** Begin Entries shown **

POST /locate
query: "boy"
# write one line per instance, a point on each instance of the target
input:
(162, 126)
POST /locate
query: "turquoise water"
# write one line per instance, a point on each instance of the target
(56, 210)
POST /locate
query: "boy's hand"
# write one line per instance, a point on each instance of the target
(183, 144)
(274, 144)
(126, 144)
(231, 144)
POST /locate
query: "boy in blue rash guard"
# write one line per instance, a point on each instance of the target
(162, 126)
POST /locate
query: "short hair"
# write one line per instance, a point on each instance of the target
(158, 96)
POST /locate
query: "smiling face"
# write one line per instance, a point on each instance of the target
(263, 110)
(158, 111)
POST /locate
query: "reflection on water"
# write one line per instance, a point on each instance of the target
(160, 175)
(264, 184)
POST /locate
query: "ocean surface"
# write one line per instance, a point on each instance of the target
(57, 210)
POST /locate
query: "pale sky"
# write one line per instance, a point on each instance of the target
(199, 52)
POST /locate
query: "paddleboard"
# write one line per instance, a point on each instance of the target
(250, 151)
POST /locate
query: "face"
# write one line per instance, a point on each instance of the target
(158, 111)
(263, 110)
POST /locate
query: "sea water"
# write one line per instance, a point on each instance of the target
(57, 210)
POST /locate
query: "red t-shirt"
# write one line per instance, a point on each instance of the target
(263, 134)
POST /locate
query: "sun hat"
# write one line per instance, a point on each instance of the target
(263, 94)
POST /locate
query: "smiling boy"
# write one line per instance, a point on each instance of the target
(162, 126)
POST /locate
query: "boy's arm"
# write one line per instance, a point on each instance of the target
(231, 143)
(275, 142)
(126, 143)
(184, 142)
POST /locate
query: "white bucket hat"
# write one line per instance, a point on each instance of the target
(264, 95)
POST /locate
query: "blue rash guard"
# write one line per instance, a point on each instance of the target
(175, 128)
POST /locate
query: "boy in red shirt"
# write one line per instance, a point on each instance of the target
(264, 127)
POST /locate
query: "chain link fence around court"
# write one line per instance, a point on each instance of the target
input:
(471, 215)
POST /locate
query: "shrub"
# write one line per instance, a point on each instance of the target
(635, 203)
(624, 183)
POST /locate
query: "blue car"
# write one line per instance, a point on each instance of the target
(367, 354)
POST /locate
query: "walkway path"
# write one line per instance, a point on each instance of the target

** End Entries shown **

Requirement:
Set all of the records down again, exactly as they stand.

Result of this task:
POST /locate
query: "boy"
# write one line per instance, a point on each instance of the target
input:
(162, 126)
POST /locate
query: "turquoise water"
# write one line per instance, a point on each instance of the target
(56, 210)
POST /locate
query: "boy's hand"
# write one line per instance, a point on each instance of the target
(183, 144)
(274, 144)
(126, 144)
(231, 144)
POST /locate
query: "boy in blue rash guard"
# write one line per instance, a point on each instance of the target
(162, 126)
POST /locate
query: "short hair"
# write one line per instance, a point on each instance of the target
(158, 96)
POST /locate
query: "smiling face"
# write one line per instance, a point on each instance of the target
(263, 110)
(158, 111)
POST /locate
query: "reflection on water"
# write one line per instance, a point on each instance of the target
(160, 175)
(264, 184)
POST /locate
query: "ocean surface"
# write one line per instance, a point on each instance of the target
(57, 210)
POST /locate
query: "pale sky"
# write one line per instance, a point on each instance of the target
(199, 52)
POST /locate
query: "paddleboard"
# write one line per instance, a point on each instance of the target
(250, 151)
POST /locate
query: "face"
# write one line per instance, a point on each instance of the target
(158, 111)
(263, 110)
POST /locate
query: "sea water"
# write one line per instance, a point on each instance of the target
(57, 210)
POST /locate
query: "red t-shirt"
# write one line per instance, a point on each instance of the target
(263, 134)
POST /locate
query: "sun hat"
# write one line per instance, a point on each instance of the target
(263, 94)
POST /locate
query: "smiling boy"
# write one line per instance, a point on each instance of the target
(162, 126)
POST /locate
query: "boy's arm"
# write one line per instance, a point on each instance of the target
(231, 143)
(275, 142)
(126, 143)
(184, 142)
POST /locate
query: "white bucket hat"
# write one line per instance, a point on each instance of the target
(264, 95)
POST /locate
query: "blue rash guard"
# write one line per instance, a point on each instance of the target
(175, 128)
POST /locate
query: "boy in red shirt"
# write one line per instance, a point on each instance of the target
(264, 127)
POST /locate
query: "chain link fence around court"
# write one line per instance, a point on each instance of the target
input:
(471, 215)
POST /locate
query: "shrub"
# write one line per instance, a point on each instance of the target
(635, 203)
(624, 183)
POST /locate
query: "blue car"
# write one line per instance, a point on each instance of the target
(367, 354)
POST /locate
query: "walkway path"
# write one line per instance, a point on each instance of the target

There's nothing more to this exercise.